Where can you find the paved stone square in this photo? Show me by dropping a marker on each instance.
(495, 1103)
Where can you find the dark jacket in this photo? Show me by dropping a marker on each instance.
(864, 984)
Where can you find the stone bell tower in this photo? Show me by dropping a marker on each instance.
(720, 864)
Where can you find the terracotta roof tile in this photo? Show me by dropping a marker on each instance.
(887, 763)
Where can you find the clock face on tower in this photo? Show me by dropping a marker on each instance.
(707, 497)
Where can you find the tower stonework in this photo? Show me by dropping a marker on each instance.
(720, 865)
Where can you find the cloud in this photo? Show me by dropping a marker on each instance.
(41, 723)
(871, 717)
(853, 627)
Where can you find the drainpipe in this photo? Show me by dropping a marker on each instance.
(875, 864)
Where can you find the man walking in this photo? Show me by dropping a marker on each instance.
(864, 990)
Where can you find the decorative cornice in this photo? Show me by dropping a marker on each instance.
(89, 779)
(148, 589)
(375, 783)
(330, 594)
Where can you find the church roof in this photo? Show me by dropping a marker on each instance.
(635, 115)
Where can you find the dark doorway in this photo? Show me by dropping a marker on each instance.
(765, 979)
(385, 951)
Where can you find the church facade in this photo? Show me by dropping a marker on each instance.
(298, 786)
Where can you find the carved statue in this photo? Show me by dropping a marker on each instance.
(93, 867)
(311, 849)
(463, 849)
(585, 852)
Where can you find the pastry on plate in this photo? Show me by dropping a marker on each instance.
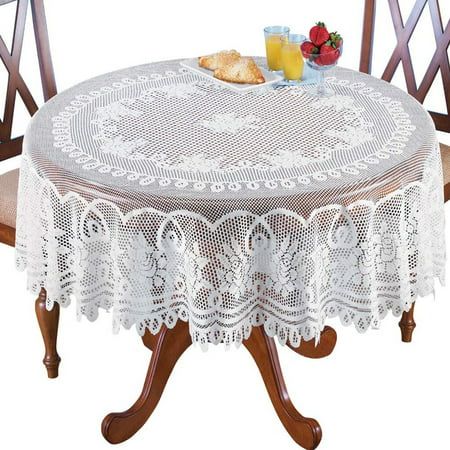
(244, 70)
(217, 60)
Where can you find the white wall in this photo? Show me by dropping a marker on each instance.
(373, 393)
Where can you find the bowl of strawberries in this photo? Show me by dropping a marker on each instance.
(322, 52)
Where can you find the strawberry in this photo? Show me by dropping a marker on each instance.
(336, 39)
(328, 55)
(308, 49)
(319, 34)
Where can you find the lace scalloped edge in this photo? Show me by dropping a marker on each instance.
(286, 334)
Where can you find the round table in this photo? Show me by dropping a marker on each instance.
(159, 194)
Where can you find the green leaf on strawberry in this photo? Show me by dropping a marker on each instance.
(318, 34)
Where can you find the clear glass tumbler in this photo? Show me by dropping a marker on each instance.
(275, 36)
(292, 58)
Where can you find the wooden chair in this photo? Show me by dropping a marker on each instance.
(439, 62)
(10, 147)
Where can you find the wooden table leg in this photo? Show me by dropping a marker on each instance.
(407, 324)
(306, 432)
(325, 347)
(48, 323)
(169, 346)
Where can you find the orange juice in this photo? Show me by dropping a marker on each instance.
(292, 61)
(273, 51)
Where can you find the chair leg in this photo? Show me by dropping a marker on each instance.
(48, 323)
(407, 324)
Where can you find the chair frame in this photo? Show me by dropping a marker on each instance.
(10, 147)
(401, 53)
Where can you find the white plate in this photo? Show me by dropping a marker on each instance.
(270, 77)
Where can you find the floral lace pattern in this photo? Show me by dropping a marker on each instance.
(129, 129)
(278, 269)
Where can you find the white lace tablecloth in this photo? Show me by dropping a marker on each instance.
(159, 195)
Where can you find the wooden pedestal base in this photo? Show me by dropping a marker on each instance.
(407, 324)
(48, 324)
(170, 344)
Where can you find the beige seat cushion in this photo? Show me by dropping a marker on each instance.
(8, 197)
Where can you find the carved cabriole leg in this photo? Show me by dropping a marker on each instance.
(306, 432)
(407, 324)
(48, 323)
(169, 346)
(328, 339)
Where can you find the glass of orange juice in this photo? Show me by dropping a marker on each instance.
(292, 58)
(275, 36)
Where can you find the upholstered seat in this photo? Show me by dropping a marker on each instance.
(8, 197)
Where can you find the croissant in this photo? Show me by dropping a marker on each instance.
(217, 60)
(244, 70)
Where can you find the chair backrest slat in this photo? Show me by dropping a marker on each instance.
(403, 31)
(10, 146)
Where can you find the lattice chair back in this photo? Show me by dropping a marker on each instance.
(437, 57)
(12, 146)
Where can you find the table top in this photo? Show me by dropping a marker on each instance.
(170, 196)
(164, 130)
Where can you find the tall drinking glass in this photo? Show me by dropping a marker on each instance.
(292, 58)
(275, 36)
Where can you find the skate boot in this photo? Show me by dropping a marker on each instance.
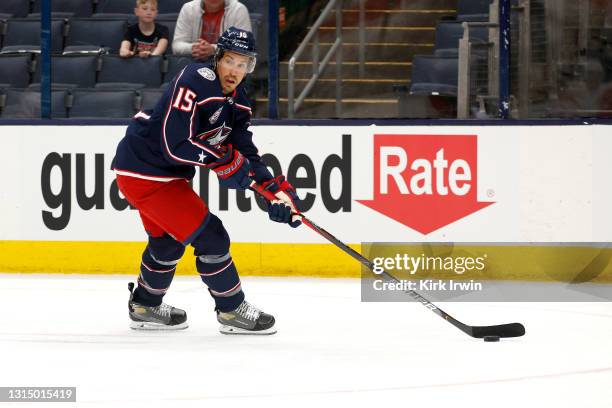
(246, 319)
(162, 317)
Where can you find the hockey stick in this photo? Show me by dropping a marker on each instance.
(501, 330)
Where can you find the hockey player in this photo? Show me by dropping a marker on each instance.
(202, 120)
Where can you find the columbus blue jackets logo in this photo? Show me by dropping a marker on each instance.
(216, 136)
(213, 119)
(207, 73)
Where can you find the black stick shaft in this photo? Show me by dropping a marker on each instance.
(503, 330)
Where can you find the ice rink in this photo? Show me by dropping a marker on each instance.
(330, 350)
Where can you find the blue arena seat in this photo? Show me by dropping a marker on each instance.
(171, 24)
(175, 65)
(170, 6)
(23, 35)
(97, 103)
(448, 35)
(15, 70)
(94, 36)
(432, 75)
(79, 8)
(78, 71)
(148, 97)
(473, 10)
(14, 8)
(145, 71)
(116, 6)
(25, 104)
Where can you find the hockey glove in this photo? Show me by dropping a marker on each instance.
(232, 169)
(281, 210)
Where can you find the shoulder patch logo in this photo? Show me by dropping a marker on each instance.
(215, 117)
(207, 73)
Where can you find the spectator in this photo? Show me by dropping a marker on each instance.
(201, 22)
(146, 37)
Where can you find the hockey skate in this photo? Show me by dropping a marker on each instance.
(162, 317)
(246, 319)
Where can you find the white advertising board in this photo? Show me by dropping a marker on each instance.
(362, 183)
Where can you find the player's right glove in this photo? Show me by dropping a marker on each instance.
(232, 169)
(282, 210)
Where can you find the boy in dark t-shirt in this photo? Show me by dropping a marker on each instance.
(145, 38)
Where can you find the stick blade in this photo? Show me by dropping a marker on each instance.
(502, 330)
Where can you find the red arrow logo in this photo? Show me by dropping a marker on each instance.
(424, 181)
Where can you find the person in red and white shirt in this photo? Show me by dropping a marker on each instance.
(201, 22)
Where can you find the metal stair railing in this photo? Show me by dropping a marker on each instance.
(318, 67)
(465, 53)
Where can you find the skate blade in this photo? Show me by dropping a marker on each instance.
(236, 330)
(157, 326)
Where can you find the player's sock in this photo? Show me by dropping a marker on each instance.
(219, 273)
(246, 319)
(161, 317)
(154, 280)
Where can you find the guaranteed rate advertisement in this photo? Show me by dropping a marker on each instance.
(363, 184)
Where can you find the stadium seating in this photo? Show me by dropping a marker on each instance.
(255, 6)
(147, 71)
(170, 6)
(23, 35)
(72, 71)
(25, 104)
(14, 8)
(147, 98)
(97, 103)
(171, 24)
(473, 10)
(15, 70)
(448, 35)
(94, 36)
(175, 65)
(432, 75)
(79, 8)
(116, 6)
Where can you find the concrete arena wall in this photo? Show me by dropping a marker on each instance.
(61, 211)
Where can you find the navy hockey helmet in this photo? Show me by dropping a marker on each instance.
(238, 41)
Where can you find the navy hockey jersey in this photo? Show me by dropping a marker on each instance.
(187, 127)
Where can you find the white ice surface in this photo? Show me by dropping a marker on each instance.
(330, 349)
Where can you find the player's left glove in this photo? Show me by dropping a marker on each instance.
(232, 169)
(281, 210)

Work instruction:
All entries should be reproduced exactly; no picture belongs in the result.

Solution for this task:
Where can you find the paved stone square in this photo? Show me by dropping a marker on each instance.
(495, 1103)
Where can you find the dark jacket in this photo? Show me by dropping a marker on each instance.
(864, 984)
Where can you find the stone bell tower in this photo? Show me by dropping a marker on each instance.
(720, 864)
Where can you find the terracotta roof tile in this photo? Show me by dropping a marker on each instance.
(887, 763)
Where can you find the clock face on tower in this photo? Show me by dropping a marker on each instance.
(707, 497)
Where can you find the tower stonework in this photo? Show me by dropping a marker on each instance.
(720, 865)
Where can you find the cloud in this photo? Show me by dropping a marker on each instance.
(41, 723)
(871, 717)
(853, 627)
Where can you find the drainpipe in this photo? Show me by dropping a marker on each instance.
(875, 864)
Where can you find the man walking in this photo? Show me by dropping a marker on each instance.
(864, 990)
Where can you find the decorative cornice in this photo? Show me by dropping a marker on each instance.
(89, 779)
(148, 589)
(375, 783)
(330, 594)
Where can you find the church roof in this photo? Show me by dropping a marker on each instance.
(635, 115)
Where can you find the dark doorway in this photo? Show me by dropping a marker on each instance.
(765, 979)
(385, 951)
Where can you find the church facade in this photo? Show me by dropping a marker on each instance.
(298, 786)
Where can you find the carved statue in this photo? Show me by dropping a marker on each instance.
(93, 867)
(311, 849)
(463, 849)
(585, 852)
Where can you find the pastry on plate in this photo? Show me by dropping a marker on each instance.
(244, 70)
(217, 60)
Where can you find the white wall in this photo? Show me by dropping a marker on each instance.
(373, 393)
Where can you find the bowl of strawberries in this photo? Show me by dropping a marker on each instance.
(322, 52)
Where can you find the strawberry in this photo? Show me by dropping a marker on each instance.
(336, 39)
(328, 55)
(308, 49)
(319, 34)
Where can you find the lace scalloped edge in this photo? Show me by dropping a marker on each instance.
(286, 334)
Where can you find the round table in this photo? Show me by dropping a marker on each instance.
(159, 194)
Where can you find the green leaf on strawberry in this photo? Show me by dropping a marker on each instance.
(318, 34)
Where can you find the clear glass tumbler in this photo? Show me by dropping a marker on each instance.
(275, 36)
(292, 58)
Where can you find the wooden chair in this photo? Show me by dropping a marker on each instance.
(439, 62)
(10, 147)
Where can you find the wooden table leg in this photo? Show me by dropping a marker on each instance.
(407, 324)
(306, 432)
(325, 347)
(48, 323)
(169, 346)
Where can you find the orange juice in this photo? Show me by dropping a marker on each instance.
(292, 61)
(273, 51)
Where can you find the chair leg in this photo? Show me by dropping a marker on each instance.
(48, 323)
(407, 324)
Where can you find the chair frame in this photo? Show me by dropping a marker on each instance.
(10, 147)
(401, 53)
Where can you find the white plate in this photo? Show me by dropping a marker on each instance.
(270, 77)
Where can you find the floral lace pattern in this photo? Show me by dropping a marker on each instance.
(129, 129)
(278, 269)
Where can you find the white lace tablecloth in this photo? Show me by dropping a marker on each instance.
(159, 195)
Where can you find the wooden pedestal base in this photo? Show me by dropping a marker on each instance.
(407, 324)
(48, 324)
(170, 344)
Where can you find the beige seat cushion in this photo? Show me by dropping a marker on each instance.
(8, 197)
Where can you find the carved cabriole leg in this photo? Show me by dropping a marker on each instance.
(306, 432)
(407, 324)
(48, 323)
(169, 346)
(328, 339)
Where can you find the glass of orange juice in this photo? Show me by dropping a marker on each instance.
(292, 58)
(275, 36)
Where can you find the upholstered seat in this photo? Show me by dropping a marker on each instance.
(8, 197)
Where can you find the croissant in this photo? Show me by dropping a marker on each instance.
(217, 60)
(244, 70)
Where can you find the chair backrest slat in this photo? Show me by dropping a marker on each instance.
(403, 31)
(10, 146)
Where can you find the lattice chair back in this photo? Show me by dropping a marker on each instance.
(437, 57)
(12, 146)
Where can you find the table top in this photo? Show me by dropping a marker on each instance.
(170, 196)
(164, 130)
Where can you find the tall drinking glass in this photo? Show me by dropping a marker on each instance.
(292, 58)
(275, 36)
Where can you find the skate boot in this photo? Show me by dropping a marker on each instance.
(246, 319)
(162, 317)
Where can you find the hockey stick in this photo? Show me by dropping a marker on each instance.
(501, 330)
Where can you find the hockey player in this photo? Show me by dropping a marker on each instance.
(202, 120)
Where can you find the columbus blue jackets logo in this photo? Show me by dropping a marker on each instance.
(216, 136)
(213, 119)
(207, 73)
Where can you find the black stick shaft in this photo? Show me by dropping a marker on each instance.
(503, 330)
Where can you find the ice rink in this photo? Show me by dropping a marker on each instance.
(330, 350)
Where can you find the blue arena seat in this photo? Show me by dropping a marker on each instance.
(171, 24)
(175, 65)
(170, 6)
(23, 35)
(97, 103)
(448, 35)
(15, 70)
(94, 36)
(432, 75)
(79, 8)
(78, 71)
(148, 97)
(473, 10)
(14, 8)
(145, 71)
(116, 6)
(25, 104)
Where can you find the hockey glove in this photo? Show me by dropping a marker on each instance.
(232, 169)
(281, 210)
Where can you find the shoulder patch logo in this photo? Show me by dropping a marker on each instance.
(215, 117)
(207, 73)
Where can you find the spectator in this photo? Show me by dropping a marker on each instance.
(201, 22)
(146, 37)
Where can you find the hockey skate in this photo? Show me by dropping a marker on each instance.
(162, 317)
(246, 319)
Where can you find the white advertising board in this photo? Show me by dropping a marker on each instance.
(362, 183)
Where can you find the player's right glove in this photo? Show me by dropping a marker on each instance.
(232, 169)
(282, 210)
Where can you find the boy in dark t-shirt in this photo? Show me by dropping a marker on each instance.
(145, 38)
Where can you find the stick blade in this photo? Show me by dropping a marker on each instance.
(502, 330)
Where can you find the red arrow logo in this photo? Show me by dropping a marker on each instance.
(424, 181)
Where can you find the person in red and white shirt in this photo? Show me by dropping a marker on each instance.
(201, 22)
Where can you find the metal stair railing in this photo? Show me by dropping a marker on each instance.
(318, 67)
(465, 53)
Where can you find the skate blade in this photo? Show me by dropping a marker on each instance.
(236, 330)
(157, 326)
Where can you find the player's sock in this photo? Show me by dropping a marker on each instance.
(219, 273)
(246, 319)
(161, 317)
(154, 280)
Where can you find the guaranteed rate advertisement in this photo? Show me by dropping a marker on each instance.
(363, 184)
Where can you find the stadium seating in this photo? Show me by dropping a marker on each instance.
(255, 6)
(147, 71)
(170, 6)
(23, 35)
(72, 71)
(25, 104)
(14, 8)
(147, 98)
(97, 103)
(171, 24)
(473, 10)
(15, 70)
(448, 35)
(94, 36)
(175, 65)
(432, 75)
(79, 8)
(116, 6)
Where can you find the concrete arena wall in this photo? Show me by dropping a marker on each instance.
(61, 211)
Where can you find the navy hockey helmet in this photo? Show me by dropping a marker on each instance.
(238, 41)
Where can you find the navy hockey jersey in this photo? Show me by dropping a marker on each instance.
(187, 127)
Where can you find the white ice surface in this photo? Show me by dropping a marker on each instance.
(330, 349)
Where can you find the player's left glove in this photo? Show me by dropping a marker on each instance.
(232, 169)
(281, 210)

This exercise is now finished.